Gardaí have reported a high level of compliance regarding the cancellation of a well-known horse fair in Cork.
A Garda spokesman this evening stated that no one has yet attempted to set up for the Cahirmee Horse Fair which was due to take place in Buttevant tomorrow but has been cancelled due to Covid-19.
"I can confirm that in co-operation with the horse traders and vendors that there has been an understanding to follow the Government Health guidelines, and no one has come or attempted to set up in relation to the Fair.
"At this time it appears all horse traders and vendors are following the Covid-19 Health Guidelines," Gardaí said.
As a precautionary measure, Gardaí have mounted patrols and blocked off certain areas of the town to prevent the Fair from taking place.
The Fair is traditionally held on July 12 but the 2020 event was marked for Monday, July 13 as the 12th fell on a Sunday.
It is one of the biggest events in Buttevant each year, typically attracting thousands of people to the town.
Earlier this month, Gardaí stated that the event was cancelled and urged the public not to travel to Buttevant.
"There will be a Garda Operation in place to ensure the Government regulations regarding Covid-19 are complied with," commented Sergeant Eileen Kelly.
"Please do not come to Buttevant for the Horse Fair as you will be turned back," she continued.
TJ Hogan, Coordinator at East Cork Traveller Project, also urged people not to travel to the event.

Material shown:
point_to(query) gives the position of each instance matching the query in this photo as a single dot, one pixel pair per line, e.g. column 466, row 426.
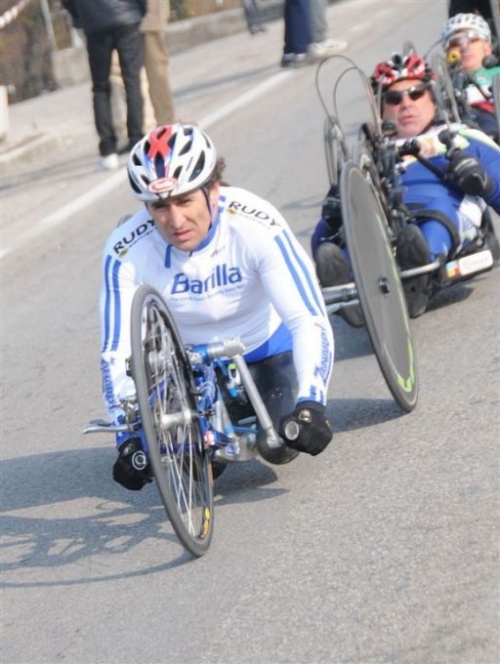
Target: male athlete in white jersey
column 227, row 265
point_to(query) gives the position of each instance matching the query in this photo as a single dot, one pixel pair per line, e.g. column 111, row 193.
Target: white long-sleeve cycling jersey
column 249, row 278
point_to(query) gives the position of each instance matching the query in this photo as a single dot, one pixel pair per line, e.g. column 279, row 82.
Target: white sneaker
column 109, row 163
column 320, row 50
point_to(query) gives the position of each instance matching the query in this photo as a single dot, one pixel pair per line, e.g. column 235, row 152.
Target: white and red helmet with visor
column 170, row 160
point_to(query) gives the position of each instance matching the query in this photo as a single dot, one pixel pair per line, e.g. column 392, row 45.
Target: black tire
column 176, row 450
column 380, row 291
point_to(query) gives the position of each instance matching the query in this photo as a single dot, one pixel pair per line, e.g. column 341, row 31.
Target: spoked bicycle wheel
column 379, row 286
column 176, row 451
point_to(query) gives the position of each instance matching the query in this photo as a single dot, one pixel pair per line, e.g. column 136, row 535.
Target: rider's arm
column 288, row 276
column 488, row 154
column 115, row 302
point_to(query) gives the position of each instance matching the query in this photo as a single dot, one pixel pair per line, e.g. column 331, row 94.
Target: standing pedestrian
column 112, row 25
column 153, row 28
column 253, row 16
column 322, row 45
column 297, row 33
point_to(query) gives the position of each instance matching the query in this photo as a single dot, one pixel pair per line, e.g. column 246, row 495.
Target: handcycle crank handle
column 101, row 426
column 292, row 430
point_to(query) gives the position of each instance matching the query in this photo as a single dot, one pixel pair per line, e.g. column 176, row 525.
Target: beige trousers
column 156, row 65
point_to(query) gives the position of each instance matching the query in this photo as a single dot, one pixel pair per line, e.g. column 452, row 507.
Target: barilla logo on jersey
column 249, row 211
column 163, row 186
column 221, row 275
column 123, row 245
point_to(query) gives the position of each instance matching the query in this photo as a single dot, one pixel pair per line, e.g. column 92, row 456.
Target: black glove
column 131, row 469
column 466, row 173
column 331, row 211
column 306, row 429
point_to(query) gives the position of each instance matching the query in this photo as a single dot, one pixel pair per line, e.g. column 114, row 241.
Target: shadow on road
column 61, row 514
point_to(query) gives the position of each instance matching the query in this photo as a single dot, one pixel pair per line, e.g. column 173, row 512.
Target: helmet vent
column 200, row 164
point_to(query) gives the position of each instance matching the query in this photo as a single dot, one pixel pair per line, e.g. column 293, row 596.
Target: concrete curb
column 29, row 149
column 71, row 67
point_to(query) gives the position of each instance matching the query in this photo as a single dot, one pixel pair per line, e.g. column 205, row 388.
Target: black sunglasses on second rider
column 395, row 97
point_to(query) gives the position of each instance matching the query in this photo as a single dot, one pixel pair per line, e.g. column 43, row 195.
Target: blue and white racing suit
column 249, row 278
column 426, row 193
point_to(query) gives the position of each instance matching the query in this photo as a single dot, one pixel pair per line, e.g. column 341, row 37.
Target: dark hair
column 216, row 177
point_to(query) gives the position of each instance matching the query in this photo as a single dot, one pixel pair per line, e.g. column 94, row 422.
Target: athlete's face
column 184, row 221
column 412, row 110
column 469, row 48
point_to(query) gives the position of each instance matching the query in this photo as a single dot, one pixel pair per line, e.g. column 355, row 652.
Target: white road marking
column 67, row 211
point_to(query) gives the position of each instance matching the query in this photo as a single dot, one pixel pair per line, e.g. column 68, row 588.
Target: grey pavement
column 54, row 122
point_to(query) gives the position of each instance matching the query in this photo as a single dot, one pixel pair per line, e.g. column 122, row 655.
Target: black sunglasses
column 395, row 97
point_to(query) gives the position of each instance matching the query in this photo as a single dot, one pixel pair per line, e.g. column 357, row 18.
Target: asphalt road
column 382, row 549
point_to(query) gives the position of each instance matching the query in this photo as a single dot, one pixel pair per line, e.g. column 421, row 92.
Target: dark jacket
column 97, row 15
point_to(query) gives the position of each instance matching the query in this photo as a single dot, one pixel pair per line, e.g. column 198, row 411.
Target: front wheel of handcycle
column 379, row 287
column 175, row 445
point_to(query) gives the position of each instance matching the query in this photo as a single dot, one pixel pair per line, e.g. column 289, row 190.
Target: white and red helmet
column 169, row 161
column 399, row 68
column 464, row 23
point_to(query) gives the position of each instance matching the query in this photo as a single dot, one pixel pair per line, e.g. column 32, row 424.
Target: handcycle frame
column 178, row 410
column 371, row 170
column 381, row 162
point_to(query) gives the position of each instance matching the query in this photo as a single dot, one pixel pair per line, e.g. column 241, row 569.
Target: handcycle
column 178, row 409
column 366, row 165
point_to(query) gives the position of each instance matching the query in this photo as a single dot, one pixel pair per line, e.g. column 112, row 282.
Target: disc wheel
column 379, row 286
column 175, row 446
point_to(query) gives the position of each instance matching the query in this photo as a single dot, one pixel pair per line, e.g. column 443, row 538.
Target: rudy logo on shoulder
column 163, row 186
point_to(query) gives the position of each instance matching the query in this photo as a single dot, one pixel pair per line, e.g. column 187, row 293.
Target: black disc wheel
column 379, row 287
column 176, row 450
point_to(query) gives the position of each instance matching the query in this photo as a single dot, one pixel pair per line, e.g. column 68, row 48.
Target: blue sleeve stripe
column 111, row 269
column 107, row 303
column 116, row 291
column 299, row 280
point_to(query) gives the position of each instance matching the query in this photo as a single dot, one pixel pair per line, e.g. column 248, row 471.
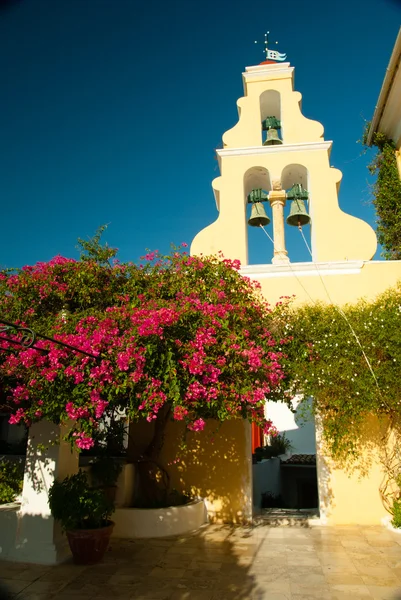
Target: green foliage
column 94, row 250
column 105, row 471
column 11, row 481
column 396, row 521
column 327, row 362
column 77, row 506
column 279, row 444
column 387, row 196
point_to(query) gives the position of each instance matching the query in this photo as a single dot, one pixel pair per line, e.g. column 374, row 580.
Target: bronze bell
column 298, row 215
column 258, row 215
column 272, row 138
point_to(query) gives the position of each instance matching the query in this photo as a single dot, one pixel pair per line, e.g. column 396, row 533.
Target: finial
column 271, row 54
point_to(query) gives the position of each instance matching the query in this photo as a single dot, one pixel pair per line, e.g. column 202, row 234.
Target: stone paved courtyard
column 225, row 562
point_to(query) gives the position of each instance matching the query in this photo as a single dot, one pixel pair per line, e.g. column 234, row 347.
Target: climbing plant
column 386, row 195
column 178, row 337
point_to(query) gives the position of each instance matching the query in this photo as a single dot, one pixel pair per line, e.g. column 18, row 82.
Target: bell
column 298, row 215
column 258, row 215
column 272, row 138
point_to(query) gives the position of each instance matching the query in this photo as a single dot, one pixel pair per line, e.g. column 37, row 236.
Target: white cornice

Directions:
1. In the horse fair article, why was the 2020 fair set for Monday, July 13?
2. Please carry on the horse fair article from where it stops.

Outputs in order:
1. Because July 12, the fair's traditional date, fell on a Sunday.

2.
"Due to Covid-19, Cahirmee Horse Fair 2020 is now cancelled.
"I’m urging the public to stay home at this time and stay safe," he said.
The Cahirmee Horse Fair, which would have been celebrating its 99th year this year, has no official organiser but typically attracts tourists and horse traders from all over Ireland and Britain.
According to the Buttevant Heritage website, the Fair is believed to have roots back in Ireland’s prehistoric past, when Mee was a High King of Munster, and his royal seat was nearby to the east of Buttevant.
The Fair originally took place in the townland of Cahirmee some three miles east of Buttevant, a spot considered to be the centre on Munster.
In the early 1920s, the Fair moved into Buttevant town as buyers and sellers felt threatened by the political turmoil of the time during both the War of Independence and the Civil War.
According to local legend, one of the most famous horses sold in Buttevant was Napoleon’s horse Marengo, used in the retreat from Moscow during the winter of 1812.